YOUR ASSIGNMENT.
Print each of the entries exactly, leaving nothing out.
↓↓↓
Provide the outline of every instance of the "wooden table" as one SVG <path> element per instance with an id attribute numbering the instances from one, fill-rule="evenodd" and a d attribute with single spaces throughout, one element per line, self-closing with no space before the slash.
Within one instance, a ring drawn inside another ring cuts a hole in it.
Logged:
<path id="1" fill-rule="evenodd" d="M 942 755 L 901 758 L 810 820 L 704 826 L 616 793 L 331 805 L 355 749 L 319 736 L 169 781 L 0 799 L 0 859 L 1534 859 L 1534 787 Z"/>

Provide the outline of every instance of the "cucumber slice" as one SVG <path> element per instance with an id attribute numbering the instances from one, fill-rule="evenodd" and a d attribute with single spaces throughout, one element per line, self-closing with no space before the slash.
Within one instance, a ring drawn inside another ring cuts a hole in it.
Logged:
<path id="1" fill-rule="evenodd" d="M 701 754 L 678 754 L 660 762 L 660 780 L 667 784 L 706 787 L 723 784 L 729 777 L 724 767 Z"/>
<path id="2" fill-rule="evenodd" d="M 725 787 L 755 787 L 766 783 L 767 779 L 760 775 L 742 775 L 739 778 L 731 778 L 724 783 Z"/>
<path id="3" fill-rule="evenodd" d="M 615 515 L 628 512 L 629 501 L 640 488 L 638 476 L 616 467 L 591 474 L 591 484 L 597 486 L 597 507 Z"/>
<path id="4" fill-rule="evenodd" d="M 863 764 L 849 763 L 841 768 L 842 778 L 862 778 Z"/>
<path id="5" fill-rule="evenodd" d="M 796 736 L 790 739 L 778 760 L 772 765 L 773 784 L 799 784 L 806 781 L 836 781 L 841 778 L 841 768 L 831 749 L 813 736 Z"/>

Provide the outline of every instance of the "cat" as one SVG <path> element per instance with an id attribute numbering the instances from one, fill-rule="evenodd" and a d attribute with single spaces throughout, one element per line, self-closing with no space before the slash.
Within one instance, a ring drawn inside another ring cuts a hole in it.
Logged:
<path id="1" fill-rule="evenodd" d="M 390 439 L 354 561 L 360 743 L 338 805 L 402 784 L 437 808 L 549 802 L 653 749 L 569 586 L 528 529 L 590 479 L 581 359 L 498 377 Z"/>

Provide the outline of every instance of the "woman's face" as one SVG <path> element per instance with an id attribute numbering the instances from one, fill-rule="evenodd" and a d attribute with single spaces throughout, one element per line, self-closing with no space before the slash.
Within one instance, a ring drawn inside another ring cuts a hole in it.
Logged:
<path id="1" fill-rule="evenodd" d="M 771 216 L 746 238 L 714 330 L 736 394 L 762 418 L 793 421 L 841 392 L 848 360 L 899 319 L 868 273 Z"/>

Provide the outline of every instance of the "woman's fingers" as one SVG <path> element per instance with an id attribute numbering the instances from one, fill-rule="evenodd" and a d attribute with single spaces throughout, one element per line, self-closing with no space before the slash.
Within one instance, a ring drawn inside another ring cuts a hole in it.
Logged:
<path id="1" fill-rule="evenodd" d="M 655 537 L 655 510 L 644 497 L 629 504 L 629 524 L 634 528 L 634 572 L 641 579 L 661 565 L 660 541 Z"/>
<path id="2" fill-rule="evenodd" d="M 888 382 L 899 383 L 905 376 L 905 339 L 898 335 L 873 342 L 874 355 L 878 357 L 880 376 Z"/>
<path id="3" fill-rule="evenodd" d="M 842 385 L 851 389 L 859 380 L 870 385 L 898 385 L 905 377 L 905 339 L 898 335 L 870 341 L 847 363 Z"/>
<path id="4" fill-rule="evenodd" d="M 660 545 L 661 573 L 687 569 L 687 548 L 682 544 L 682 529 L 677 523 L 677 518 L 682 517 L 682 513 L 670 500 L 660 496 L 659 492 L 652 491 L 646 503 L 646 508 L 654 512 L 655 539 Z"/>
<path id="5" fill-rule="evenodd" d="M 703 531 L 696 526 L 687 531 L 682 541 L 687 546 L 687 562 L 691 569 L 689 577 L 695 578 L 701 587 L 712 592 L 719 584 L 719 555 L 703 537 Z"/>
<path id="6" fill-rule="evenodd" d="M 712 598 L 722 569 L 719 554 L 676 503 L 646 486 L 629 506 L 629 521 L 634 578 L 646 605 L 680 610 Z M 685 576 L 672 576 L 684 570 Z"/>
↑↑↑
RESULT OF THIS EXERCISE.
Provide the outline of every instance of the "wooden table" as one SVG <path> element per instance with an id attribute numbering the instances from one, fill-rule="evenodd" and a d attribute with single spaces throughout, one element per line, self-closing with no space before the slash.
Within one instance, a ring drawn inside another ring cuts a hole in it.
Logged:
<path id="1" fill-rule="evenodd" d="M 942 755 L 901 758 L 810 820 L 704 826 L 616 793 L 331 805 L 355 749 L 319 736 L 169 781 L 0 799 L 0 859 L 1534 859 L 1534 787 Z"/>

Provide the outline of every instance of the "cucumber slice" as one SVG <path> element per instance with an id attribute numbering the instances from one, fill-rule="evenodd" and a d attribute with single spaces throughout, one element per line, self-closing with no space before the slash.
Within one instance, a ring drawn inside another ring cuts a hole in it.
Logged:
<path id="1" fill-rule="evenodd" d="M 701 754 L 678 754 L 660 762 L 660 780 L 667 784 L 706 787 L 723 784 L 729 777 L 724 767 Z"/>
<path id="2" fill-rule="evenodd" d="M 725 787 L 755 787 L 766 783 L 767 779 L 760 775 L 742 775 L 739 778 L 731 778 L 724 783 Z"/>
<path id="3" fill-rule="evenodd" d="M 615 515 L 628 512 L 629 501 L 640 488 L 638 476 L 616 467 L 591 474 L 591 484 L 597 486 L 597 507 Z"/>
<path id="4" fill-rule="evenodd" d="M 863 764 L 849 763 L 841 768 L 842 778 L 862 778 Z"/>
<path id="5" fill-rule="evenodd" d="M 796 736 L 790 739 L 778 760 L 772 765 L 773 784 L 799 784 L 806 781 L 836 781 L 841 778 L 841 768 L 831 749 L 813 736 Z"/>

Provide the outline of every instance of the "cat" as one SVG <path> element per instance with an id attribute numbering the instances from one, fill-rule="evenodd" and a d attribute with single spaces throughout, one element per line, self-closing with no space before the slash.
Within one instance, a ring drawn inside another ring cuts a hole in it.
Logged:
<path id="1" fill-rule="evenodd" d="M 390 439 L 354 561 L 360 743 L 338 805 L 402 784 L 437 808 L 549 802 L 653 749 L 569 586 L 528 529 L 590 479 L 581 359 L 498 377 Z"/>

Provide the outline of every instance of the "woman's face" as one SVG <path> element per instance with an id attribute numbering the instances from one, fill-rule="evenodd" and a d attribute with single spaces throughout, one element per line, self-closing with no space before the slash.
Within one instance, a ring drawn inside another ring cuts a hole in it.
Logged:
<path id="1" fill-rule="evenodd" d="M 771 216 L 746 238 L 714 330 L 736 394 L 762 418 L 793 421 L 841 392 L 848 360 L 899 319 L 868 273 Z"/>

Provide the outline of every instance of the "woman's fingers" as one SVG <path> element per instance with an id attribute numbering the instances from one, fill-rule="evenodd" and a d attribute with single spaces throughout, one element per line, self-closing with no space before the slash.
Within one instance, a ring drawn inside another ring cuts a hole in it.
Logged:
<path id="1" fill-rule="evenodd" d="M 655 537 L 655 510 L 644 497 L 629 504 L 629 524 L 634 528 L 634 572 L 641 579 L 661 565 L 660 541 Z"/>
<path id="2" fill-rule="evenodd" d="M 888 382 L 899 383 L 905 376 L 905 339 L 898 335 L 873 342 L 874 355 L 878 357 L 880 376 Z"/>
<path id="3" fill-rule="evenodd" d="M 842 385 L 851 389 L 859 380 L 870 385 L 898 385 L 905 377 L 905 339 L 898 335 L 870 341 L 847 363 Z"/>
<path id="4" fill-rule="evenodd" d="M 660 545 L 661 573 L 687 569 L 687 548 L 682 544 L 682 529 L 677 523 L 677 518 L 682 517 L 682 513 L 670 500 L 660 496 L 659 492 L 652 491 L 646 503 L 646 508 L 654 512 L 655 539 Z"/>
<path id="5" fill-rule="evenodd" d="M 703 531 L 696 526 L 687 531 L 682 541 L 687 546 L 687 562 L 691 569 L 689 577 L 695 578 L 701 587 L 712 592 L 719 584 L 719 555 L 703 537 Z"/>
<path id="6" fill-rule="evenodd" d="M 712 598 L 722 569 L 719 554 L 676 503 L 646 486 L 629 506 L 629 521 L 634 578 L 646 605 L 680 610 Z M 685 576 L 672 576 L 684 570 Z"/>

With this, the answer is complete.